> [Exercise objective] All lines from the one containing "Place one point per instance of the small" to the end of the entries below must be output exactly, and no other lines.

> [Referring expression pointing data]
-------
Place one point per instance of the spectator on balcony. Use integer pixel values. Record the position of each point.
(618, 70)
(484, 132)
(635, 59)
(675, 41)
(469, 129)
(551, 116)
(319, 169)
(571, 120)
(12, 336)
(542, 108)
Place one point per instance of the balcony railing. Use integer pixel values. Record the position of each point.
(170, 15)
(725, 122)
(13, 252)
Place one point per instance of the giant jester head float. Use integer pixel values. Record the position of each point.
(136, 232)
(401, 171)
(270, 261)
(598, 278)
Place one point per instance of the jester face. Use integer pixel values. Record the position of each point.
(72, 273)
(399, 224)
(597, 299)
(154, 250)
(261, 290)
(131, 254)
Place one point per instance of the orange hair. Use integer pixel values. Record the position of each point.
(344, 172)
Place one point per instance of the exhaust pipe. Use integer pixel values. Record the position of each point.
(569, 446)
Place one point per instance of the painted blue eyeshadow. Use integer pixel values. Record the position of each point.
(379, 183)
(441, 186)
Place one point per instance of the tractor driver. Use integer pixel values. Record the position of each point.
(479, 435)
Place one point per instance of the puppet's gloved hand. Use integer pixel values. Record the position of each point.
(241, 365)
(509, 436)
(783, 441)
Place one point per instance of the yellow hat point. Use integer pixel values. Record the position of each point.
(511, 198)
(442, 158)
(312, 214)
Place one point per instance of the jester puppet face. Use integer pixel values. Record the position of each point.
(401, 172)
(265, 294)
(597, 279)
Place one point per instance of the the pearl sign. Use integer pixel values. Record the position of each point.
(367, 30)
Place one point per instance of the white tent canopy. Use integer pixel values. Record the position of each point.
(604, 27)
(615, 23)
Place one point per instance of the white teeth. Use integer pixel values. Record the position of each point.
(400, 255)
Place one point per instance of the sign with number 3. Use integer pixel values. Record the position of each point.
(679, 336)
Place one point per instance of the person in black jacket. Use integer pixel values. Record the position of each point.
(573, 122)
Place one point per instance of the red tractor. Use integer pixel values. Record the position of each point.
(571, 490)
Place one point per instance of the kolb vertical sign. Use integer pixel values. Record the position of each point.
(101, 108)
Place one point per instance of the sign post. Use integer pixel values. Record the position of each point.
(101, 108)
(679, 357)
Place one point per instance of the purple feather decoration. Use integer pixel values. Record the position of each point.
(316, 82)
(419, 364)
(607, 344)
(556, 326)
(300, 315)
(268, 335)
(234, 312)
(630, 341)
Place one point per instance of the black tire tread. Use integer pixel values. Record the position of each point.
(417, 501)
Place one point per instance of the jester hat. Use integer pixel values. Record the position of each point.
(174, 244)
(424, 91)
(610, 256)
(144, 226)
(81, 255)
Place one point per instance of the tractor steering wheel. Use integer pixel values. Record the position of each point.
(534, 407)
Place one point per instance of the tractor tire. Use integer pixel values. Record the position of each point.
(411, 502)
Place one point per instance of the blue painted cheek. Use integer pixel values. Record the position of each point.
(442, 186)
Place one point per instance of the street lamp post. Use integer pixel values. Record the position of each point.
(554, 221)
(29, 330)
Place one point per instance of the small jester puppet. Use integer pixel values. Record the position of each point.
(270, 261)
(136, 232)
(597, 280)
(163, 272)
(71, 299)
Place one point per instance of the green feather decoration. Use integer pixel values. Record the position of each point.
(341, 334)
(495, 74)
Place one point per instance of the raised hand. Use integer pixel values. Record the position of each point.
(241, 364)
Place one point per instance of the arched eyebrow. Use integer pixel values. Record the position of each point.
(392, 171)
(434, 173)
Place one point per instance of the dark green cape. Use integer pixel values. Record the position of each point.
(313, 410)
-------
> [Result]
Place one point per instance of the small jester puppet. Use integer pixel values. Record the position of each point.
(270, 261)
(136, 232)
(597, 280)
(163, 272)
(71, 299)
Place one point per instance of the green feather decoration. Use integer pixel values. Record the position of each point.
(341, 334)
(495, 74)
Place one point per instance of the raised hand. Use integer pixel values. Record the position of each point.
(241, 364)
Place one point per instance of the arched eyebrow. Use integer pixel values. Record the position of each point.
(392, 171)
(434, 173)
Place one point per instance of the dark green cape. Use integer pixel values. Record the position of each point.
(313, 410)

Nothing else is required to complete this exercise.